> Task instructions: Output all entries verbatim. Skip pictures.

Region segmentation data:
━━━━━━━━

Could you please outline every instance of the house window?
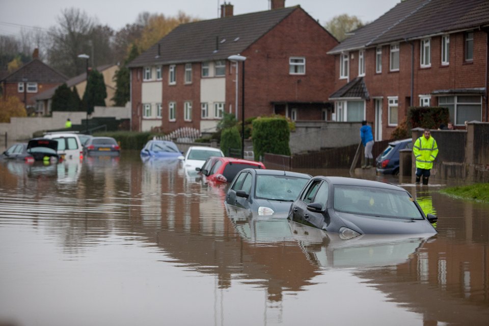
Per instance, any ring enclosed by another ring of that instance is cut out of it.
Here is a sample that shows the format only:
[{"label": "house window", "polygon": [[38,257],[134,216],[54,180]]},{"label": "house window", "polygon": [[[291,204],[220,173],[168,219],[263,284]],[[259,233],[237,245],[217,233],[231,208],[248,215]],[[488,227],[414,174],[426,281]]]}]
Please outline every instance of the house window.
[{"label": "house window", "polygon": [[215,76],[224,76],[226,74],[226,62],[224,60],[218,60],[215,62],[214,67]]},{"label": "house window", "polygon": [[397,104],[397,97],[389,97],[389,125],[397,125],[398,112],[399,105]]},{"label": "house window", "polygon": [[295,121],[297,120],[297,109],[293,108],[290,110],[290,119],[292,121]]},{"label": "house window", "polygon": [[200,116],[202,119],[209,118],[209,107],[207,103],[200,103]]},{"label": "house window", "polygon": [[151,117],[151,104],[145,103],[143,105],[143,118],[148,119]]},{"label": "house window", "polygon": [[306,58],[293,57],[289,58],[289,73],[291,75],[305,74]]},{"label": "house window", "polygon": [[175,102],[170,102],[168,103],[168,121],[175,121],[176,118],[175,116],[175,108],[177,103]]},{"label": "house window", "polygon": [[448,107],[450,121],[455,125],[463,126],[466,121],[480,121],[482,116],[482,101],[480,96],[440,96],[438,106]]},{"label": "house window", "polygon": [[144,67],[144,74],[143,75],[143,80],[151,80],[151,67]]},{"label": "house window", "polygon": [[465,61],[472,61],[474,59],[474,32],[465,33]]},{"label": "house window", "polygon": [[377,47],[375,50],[375,72],[382,72],[382,48]]},{"label": "house window", "polygon": [[214,118],[221,119],[224,112],[224,103],[218,102],[214,103]]},{"label": "house window", "polygon": [[202,63],[202,77],[209,77],[209,63]]},{"label": "house window", "polygon": [[391,45],[391,71],[399,71],[399,44]]},{"label": "house window", "polygon": [[192,64],[185,64],[185,83],[190,84],[192,82]]},{"label": "house window", "polygon": [[431,102],[431,96],[429,95],[419,96],[419,106],[429,106]]},{"label": "house window", "polygon": [[192,121],[192,102],[189,101],[183,102],[183,120]]},{"label": "house window", "polygon": [[421,48],[421,65],[423,68],[431,66],[431,49],[430,39],[426,39],[420,41]]},{"label": "house window", "polygon": [[442,65],[447,66],[450,63],[450,35],[442,36]]},{"label": "house window", "polygon": [[168,83],[171,85],[174,85],[177,83],[177,76],[175,73],[176,66],[172,65],[168,70]]},{"label": "house window", "polygon": [[348,78],[348,53],[340,56],[340,79]]},{"label": "house window", "polygon": [[358,75],[365,75],[365,51],[361,50],[358,51]]}]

━━━━━━━━

> Full answer:
Could you please outline every instance of the house window?
Per instance, any ring enclosed by another ring of that instance is cut out of it.
Here is a sample that shows the format only:
[{"label": "house window", "polygon": [[38,257],[134,216],[54,180]]},{"label": "house window", "polygon": [[[291,204],[220,173],[168,219],[263,284]],[[259,233],[237,245],[217,233],[231,208],[248,215]],[[488,227],[414,174],[426,281]]]}]
Please outline every instance of the house window.
[{"label": "house window", "polygon": [[215,76],[224,76],[226,74],[226,62],[224,60],[218,60],[215,62],[214,67]]},{"label": "house window", "polygon": [[397,104],[397,97],[389,97],[389,125],[397,125],[398,112],[399,105]]},{"label": "house window", "polygon": [[295,121],[297,120],[297,109],[293,108],[290,110],[290,119],[292,121]]},{"label": "house window", "polygon": [[200,116],[202,119],[209,118],[209,107],[207,103],[200,103]]},{"label": "house window", "polygon": [[151,117],[151,104],[145,103],[143,105],[143,118],[148,119]]},{"label": "house window", "polygon": [[306,58],[293,57],[289,58],[289,73],[291,75],[305,74]]},{"label": "house window", "polygon": [[175,102],[170,102],[168,103],[168,121],[175,121],[176,118],[175,116],[175,108],[177,103]]},{"label": "house window", "polygon": [[448,107],[450,121],[455,125],[463,126],[466,121],[480,121],[482,116],[482,101],[480,96],[440,96],[438,106]]},{"label": "house window", "polygon": [[144,67],[144,74],[143,75],[143,80],[151,80],[151,67]]},{"label": "house window", "polygon": [[465,61],[472,61],[474,59],[474,32],[465,33]]},{"label": "house window", "polygon": [[377,47],[375,50],[375,72],[382,72],[382,48]]},{"label": "house window", "polygon": [[214,118],[221,119],[224,112],[224,103],[218,102],[214,103]]},{"label": "house window", "polygon": [[202,63],[202,77],[209,77],[209,63]]},{"label": "house window", "polygon": [[391,45],[391,71],[399,71],[399,44]]},{"label": "house window", "polygon": [[192,64],[185,64],[185,83],[190,84],[192,82]]},{"label": "house window", "polygon": [[431,102],[431,96],[429,95],[419,96],[419,106],[429,106]]},{"label": "house window", "polygon": [[192,121],[192,102],[189,101],[183,102],[183,120]]},{"label": "house window", "polygon": [[421,48],[421,65],[423,68],[431,66],[431,49],[430,39],[426,39],[420,41]]},{"label": "house window", "polygon": [[442,65],[447,66],[450,63],[450,35],[442,36]]},{"label": "house window", "polygon": [[168,83],[171,85],[174,85],[177,83],[177,76],[175,73],[176,66],[172,65],[168,70]]},{"label": "house window", "polygon": [[348,78],[348,53],[340,56],[340,79]]},{"label": "house window", "polygon": [[358,75],[365,75],[365,51],[361,50],[358,51]]}]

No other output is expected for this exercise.